- [Instructions for the task] Repeat the material below. Keep every line exactly as written.
Start of Block
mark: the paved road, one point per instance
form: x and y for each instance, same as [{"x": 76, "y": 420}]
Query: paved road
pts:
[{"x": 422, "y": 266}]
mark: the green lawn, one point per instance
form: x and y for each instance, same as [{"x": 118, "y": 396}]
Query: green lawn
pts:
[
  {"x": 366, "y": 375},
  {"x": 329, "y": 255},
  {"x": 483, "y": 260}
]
End of Block
- [Task output]
mark: the paved road, one point per instance
form: x and y for each instance, same as [{"x": 76, "y": 420}]
Query: paved road
pts:
[{"x": 422, "y": 266}]
mark: the green lawn, one point per instance
form: x and y for each instance, same as [{"x": 118, "y": 396}]
Query: green lawn
pts:
[
  {"x": 366, "y": 375},
  {"x": 329, "y": 255},
  {"x": 483, "y": 260}
]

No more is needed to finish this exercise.